(Task instructions)
A - Rewrite everything in the court opinion from "The following facts" down to "since May 20, 1975.", putting "lender" in place of "bank" each time it occurs.
B - Please convert the data entries, everything from the line containing "If you could place a marker on the white ice" down to the line containing "point(95, 172)", into a Markdown table with the columns Number and Entry line, one numbered row per line and blank lines left out.

* Begin Reading passage *

Supreme Court of Idaho
Sep 19, 1978
582 P.2d 1094 (Idaho 1978)

Opinion

No. 12188.

July 19, 1978. Rehearing Denied September 19, 1978.

APPEAL FROM DISTRICT COURT, FOURTH JUDICIAL DISTRICT, ADA COUNTY, ALFRED C. HAGAN, J.

Calvin G. Dworshak, Boise, for defendant-appellant.

James E. Risch of Risch Goss, Boise, for plaintiff-respondent.


This is an appeal from an order of summary judgment entered in favor of plaintiff-respondent Farmers and Merchants State Bank in an action to collect upon a promissory note against defendant-appellant G.K. Lloyd, also known as Gary K. Lloyd. We affirm.

The following facts are established and unquestioned. On various occasions since November 6, 1972, Lloyd has borrowed sums of money from the bank. Those transactions were evidenced by promissory notes. On November 20, 1974, Lloyd was indebted to the bank for the sum of $9,271.92. At that time he executed a promissory note in that amount in consideration for an extension on the due date on the previous monies loaned by the bank and the interest due thereon. The new note was due on or before May 20, 1975. No portion thereof has been paid and the face amount of that note, interest and attorney's fees have been due and owing the bank since May 20, 1975.

The sole defense asserted by Lloyd is that the last note, dated November 20, 1974, was delivered to the bank upon certain "conditions" and that those conditions have not been met. Those conditions were: first, that the bank deliver a truth-in-lending statement; second, that the bank provide a record of Lloyd's previous transactions with the bank; and finally, that the bank deliver the notes previously executed by Lloyd.

The trial court correctly held that neither the truth-in-lending portion of the Consumer Credit Protection Act, 15 U.S.C. §§ 1631- 1643 (1970) (now 15 U.S.C. §§ 1631- 1643 (1976)), nor the Uniform Consumer Credit Code, I.C. § 28-33-101, provide that failure to receive a truth-in-lending statement is a defense to an action to collect on a note. Attached to plaintiff bank's affidavit in support of its motion for summary judgment is a copy of a loan ledger indicating transactions between Lloyd and the bank dating from November 6, 1972. Lloyd does not by affidavit or otherwise complain this is insufficient to satisfy his asserted need to know of previous transactions between him and the bank.

* End Reading passage *
* Begin Record set *

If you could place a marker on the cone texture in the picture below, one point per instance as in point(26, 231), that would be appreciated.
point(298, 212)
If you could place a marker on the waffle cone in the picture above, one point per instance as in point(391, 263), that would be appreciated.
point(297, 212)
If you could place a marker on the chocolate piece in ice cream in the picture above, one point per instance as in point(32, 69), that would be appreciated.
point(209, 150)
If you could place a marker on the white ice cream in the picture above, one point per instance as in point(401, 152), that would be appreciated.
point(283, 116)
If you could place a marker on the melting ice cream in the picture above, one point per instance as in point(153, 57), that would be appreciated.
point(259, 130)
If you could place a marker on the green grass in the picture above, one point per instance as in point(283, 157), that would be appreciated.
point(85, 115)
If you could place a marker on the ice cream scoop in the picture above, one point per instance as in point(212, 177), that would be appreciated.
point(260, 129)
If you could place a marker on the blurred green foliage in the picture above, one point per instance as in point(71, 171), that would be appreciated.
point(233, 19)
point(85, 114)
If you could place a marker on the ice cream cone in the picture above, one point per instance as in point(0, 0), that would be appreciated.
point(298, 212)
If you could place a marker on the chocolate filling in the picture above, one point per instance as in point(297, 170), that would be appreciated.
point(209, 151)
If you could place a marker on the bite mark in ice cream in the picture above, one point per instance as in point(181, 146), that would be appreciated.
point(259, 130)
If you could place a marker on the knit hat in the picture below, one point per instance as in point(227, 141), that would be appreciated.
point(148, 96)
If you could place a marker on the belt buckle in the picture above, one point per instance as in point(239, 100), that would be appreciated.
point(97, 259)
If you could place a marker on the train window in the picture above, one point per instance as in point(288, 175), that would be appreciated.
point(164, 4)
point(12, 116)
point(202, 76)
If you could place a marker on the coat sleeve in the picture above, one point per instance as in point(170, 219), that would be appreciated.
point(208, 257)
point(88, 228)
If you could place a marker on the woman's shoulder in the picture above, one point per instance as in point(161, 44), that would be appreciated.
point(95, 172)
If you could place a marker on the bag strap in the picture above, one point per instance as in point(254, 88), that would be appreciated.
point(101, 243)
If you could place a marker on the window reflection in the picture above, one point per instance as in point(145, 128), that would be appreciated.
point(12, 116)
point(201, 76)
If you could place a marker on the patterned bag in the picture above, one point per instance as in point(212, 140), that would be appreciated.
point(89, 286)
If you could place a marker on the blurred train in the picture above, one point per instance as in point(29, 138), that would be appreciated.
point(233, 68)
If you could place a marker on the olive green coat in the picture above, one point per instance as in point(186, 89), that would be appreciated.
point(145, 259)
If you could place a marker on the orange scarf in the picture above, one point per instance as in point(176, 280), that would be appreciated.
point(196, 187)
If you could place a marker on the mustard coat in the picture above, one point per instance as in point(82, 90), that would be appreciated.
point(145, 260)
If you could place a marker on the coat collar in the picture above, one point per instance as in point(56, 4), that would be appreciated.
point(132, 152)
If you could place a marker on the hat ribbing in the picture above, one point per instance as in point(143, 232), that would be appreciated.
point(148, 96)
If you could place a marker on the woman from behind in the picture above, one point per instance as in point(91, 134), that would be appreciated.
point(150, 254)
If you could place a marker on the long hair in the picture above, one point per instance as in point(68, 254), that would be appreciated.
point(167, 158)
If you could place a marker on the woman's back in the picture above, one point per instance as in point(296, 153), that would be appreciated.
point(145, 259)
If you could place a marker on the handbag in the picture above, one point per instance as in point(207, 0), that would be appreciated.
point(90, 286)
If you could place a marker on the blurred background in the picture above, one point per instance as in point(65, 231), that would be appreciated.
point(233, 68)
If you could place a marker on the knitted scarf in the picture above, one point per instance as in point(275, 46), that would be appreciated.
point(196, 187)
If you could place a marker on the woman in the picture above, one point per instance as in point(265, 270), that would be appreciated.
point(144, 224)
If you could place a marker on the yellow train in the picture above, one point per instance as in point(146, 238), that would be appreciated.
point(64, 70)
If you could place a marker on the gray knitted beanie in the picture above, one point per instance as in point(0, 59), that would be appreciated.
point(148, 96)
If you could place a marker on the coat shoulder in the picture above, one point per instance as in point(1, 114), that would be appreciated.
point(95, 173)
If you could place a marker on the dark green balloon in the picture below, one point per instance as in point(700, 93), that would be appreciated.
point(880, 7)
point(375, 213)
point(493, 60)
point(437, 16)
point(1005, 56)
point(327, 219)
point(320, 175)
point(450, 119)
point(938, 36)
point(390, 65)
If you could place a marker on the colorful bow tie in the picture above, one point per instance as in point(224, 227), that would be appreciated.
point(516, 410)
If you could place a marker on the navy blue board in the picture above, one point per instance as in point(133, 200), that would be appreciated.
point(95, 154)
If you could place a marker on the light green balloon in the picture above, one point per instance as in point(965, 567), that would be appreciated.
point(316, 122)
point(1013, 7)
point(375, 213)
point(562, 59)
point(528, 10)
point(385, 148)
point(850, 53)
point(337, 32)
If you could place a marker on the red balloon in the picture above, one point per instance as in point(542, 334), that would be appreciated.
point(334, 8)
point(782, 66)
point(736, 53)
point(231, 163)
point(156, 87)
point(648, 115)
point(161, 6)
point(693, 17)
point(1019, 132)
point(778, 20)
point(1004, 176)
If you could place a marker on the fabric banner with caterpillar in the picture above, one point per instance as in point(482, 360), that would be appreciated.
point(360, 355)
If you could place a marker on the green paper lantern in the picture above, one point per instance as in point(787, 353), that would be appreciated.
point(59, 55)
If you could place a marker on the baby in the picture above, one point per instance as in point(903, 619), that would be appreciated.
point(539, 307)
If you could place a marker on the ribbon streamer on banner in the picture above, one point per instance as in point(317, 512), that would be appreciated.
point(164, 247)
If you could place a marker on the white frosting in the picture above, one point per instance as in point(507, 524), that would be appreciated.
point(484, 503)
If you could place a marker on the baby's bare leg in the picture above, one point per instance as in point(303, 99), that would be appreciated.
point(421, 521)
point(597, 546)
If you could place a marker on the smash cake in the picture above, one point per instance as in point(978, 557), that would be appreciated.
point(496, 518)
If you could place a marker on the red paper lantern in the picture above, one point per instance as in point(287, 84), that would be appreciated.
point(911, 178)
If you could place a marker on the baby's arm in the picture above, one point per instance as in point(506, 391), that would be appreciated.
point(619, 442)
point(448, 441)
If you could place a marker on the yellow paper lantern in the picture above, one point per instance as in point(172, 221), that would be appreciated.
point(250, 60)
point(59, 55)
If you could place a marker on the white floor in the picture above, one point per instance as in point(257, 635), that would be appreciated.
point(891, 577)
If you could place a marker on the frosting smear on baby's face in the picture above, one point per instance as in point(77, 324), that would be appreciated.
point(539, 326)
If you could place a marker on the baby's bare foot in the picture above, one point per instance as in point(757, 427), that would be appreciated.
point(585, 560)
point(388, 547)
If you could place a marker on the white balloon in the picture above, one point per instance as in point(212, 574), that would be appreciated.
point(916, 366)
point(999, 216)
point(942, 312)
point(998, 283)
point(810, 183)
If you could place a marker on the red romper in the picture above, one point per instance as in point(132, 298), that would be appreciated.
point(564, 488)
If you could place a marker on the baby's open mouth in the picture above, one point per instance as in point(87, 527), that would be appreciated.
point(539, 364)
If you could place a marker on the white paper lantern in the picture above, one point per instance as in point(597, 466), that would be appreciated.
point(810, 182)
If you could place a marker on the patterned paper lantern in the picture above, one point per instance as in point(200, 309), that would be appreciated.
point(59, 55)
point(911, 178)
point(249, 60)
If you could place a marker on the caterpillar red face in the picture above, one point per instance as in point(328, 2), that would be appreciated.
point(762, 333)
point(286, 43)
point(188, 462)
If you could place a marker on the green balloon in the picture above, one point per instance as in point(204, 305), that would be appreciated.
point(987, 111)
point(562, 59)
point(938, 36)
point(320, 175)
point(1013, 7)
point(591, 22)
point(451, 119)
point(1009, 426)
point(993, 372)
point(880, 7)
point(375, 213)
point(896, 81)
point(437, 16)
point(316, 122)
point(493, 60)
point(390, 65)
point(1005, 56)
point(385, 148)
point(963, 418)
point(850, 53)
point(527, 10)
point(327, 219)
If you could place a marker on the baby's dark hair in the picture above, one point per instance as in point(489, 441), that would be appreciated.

* End Record set *

(Solutions per task)
A -
The following facts are established and unquestioned. On various occasions since November 6, 1972, Lloyd has borrowed sums of money from the lender. Those transactions were evidenced by promissory notes. On November 20, 1974, Lloyd was indebted to the lender for the sum of $9,271.92. At that time he executed a promissory note in that amount in consideration for an extension on the due date on the previous monies loaned by the lender and the interest due thereon. The new note was due on or before May 20, 1975. No portion thereof has been paid and the face amount of that note, interest and attorney's fees have been due and owing the lender since May 20, 1975.

B -
| Number | Entry line |
|---|---|
| 1 | If you could place a marker on the white ice cream in the picture above, one point per instance as in point(401, 152), that would be appreciated. |
| 2 | point(283, 116) |
| 3 | If you could place a marker on the melting ice cream in the picture above, one point per instance as in point(153, 57), that would be appreciated. |
| 4 | point(259, 130) |
| 5 | If you could place a marker on the green grass in the picture above, one point per instance as in point(283, 157), that would be appreciated. |
| 6 | point(85, 115) |
| 7 | If you could place a marker on the ice cream scoop in the picture above, one point per instance as in point(212, 177), that would be appreciated. |
| 8 | point(260, 129) |
| 9 | If you could place a marker on the blurred green foliage in the picture above, one point per instance as in point(71, 171), that would be appreciated. |
| 10 | point(233, 19) |
| 11 | point(85, 114) |
| 12 | If you could place a marker on the ice cream cone in the picture above, one point per instance as in point(0, 0), that would be appreciated. |
| 13 | point(298, 212) |
| 14 | If you could place a marker on the chocolate filling in the picture above, one point per instance as in point(297, 170), that would be appreciated. |
| 15 | point(209, 151) |
| 16 | If you could place a marker on the bite mark in ice cream in the picture above, one point per instance as in point(181, 146), that would be appreciated. |
| 17 | point(259, 130) |
| 18 | If you could place a marker on the knit hat in the picture below, one point per instance as in point(227, 141), that would be appreciated. |
| 19 | point(148, 96) |
| 20 | If you could place a marker on the belt buckle in the picture above, one point per instance as in point(239, 100), that would be appreciated. |
| 21 | point(97, 259) |
| 22 | If you could place a marker on the train window in the picture above, one point per instance as in point(288, 175), that would be appreciated. |
| 23 | point(164, 4) |
| 24 | point(12, 116) |
| 25 | point(202, 76) |
| 26 | If you could place a marker on the coat sleeve in the picture above, one point per instance as in point(170, 219), that would be appreciated. |
| 27 | point(208, 257) |
| 28 | point(88, 228) |
| 29 | If you could place a marker on the woman's shoulder in the picture above, one point per instance as in point(161, 44), that would be appreciated. |
| 30 | point(95, 172) |